> **What is asked**:
1. Please rewrite the paragraph of the uncertainty principle post that begins "Although one often sees" more briefly, keeping its main facts.
2. Echo the stretch of the uncertainty principle post from "Although one often" through "the Fourier transform.", word for word.

Nick,
Don't be surprised that this is confusing. There are a lot of concepts intermixed in the discussion of the uncertainty principle that are frequently not clearly understood and are intertwined unintentionally.
Although one often sees that these are stated in statistical terms, the standard deviation does not directly require multiple observations of a sample to understand. Traditional statistics does rely upon repeated sampling in order to develop a standard deviation, however in quantum mechanics the idea is more closely associated with properties associated with the Fourier transform.
To understand the Fourier transform one must first understand what a Fourier series is. The hyperlink will take you to a discussion about the Fourier series as it relates to sound. Starting at about minute two you see a representation of a saw-tooth like wave form. When they show you in the video how the saw-tooth like wave has many components, those components are determined by performing a Fourier transform. In many cases, they transform time series functions into frequency functions (which is directly proportional to energy) but the transform is also applicable to situations where one is transforming position into momentum.

> **Data lines**:
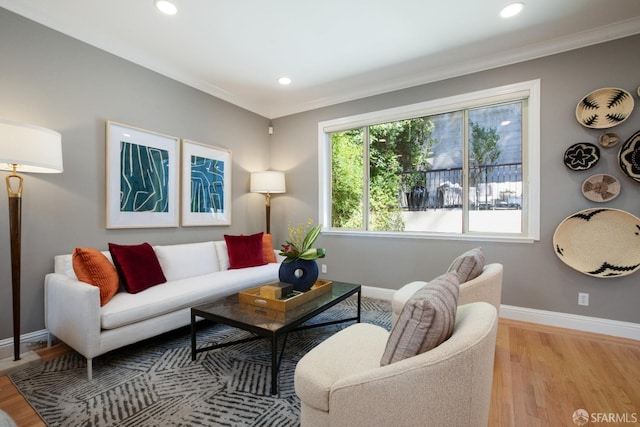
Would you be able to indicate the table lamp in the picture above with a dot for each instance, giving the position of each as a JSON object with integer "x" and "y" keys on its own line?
{"x": 24, "y": 148}
{"x": 268, "y": 182}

> **Solutions to each task**:
1. The uncertainty principle is often stated in statistical terms, but understanding its standard deviation doesn't directly require repeated observations of a sample. Traditional statistics builds a standard deviation from repeated sampling. In quantum mechanics, though, the idea is tied more closely to properties of the Fourier transform.

2.
Although one often sees that these are stated in statistical terms, the standard deviation does not directly require multiple observations of a sample to understand. Traditional statistics does rely upon repeated sampling in order to develop a standard deviation, however in quantum mechanics the idea is more closely associated with properties associated with the Fourier transform.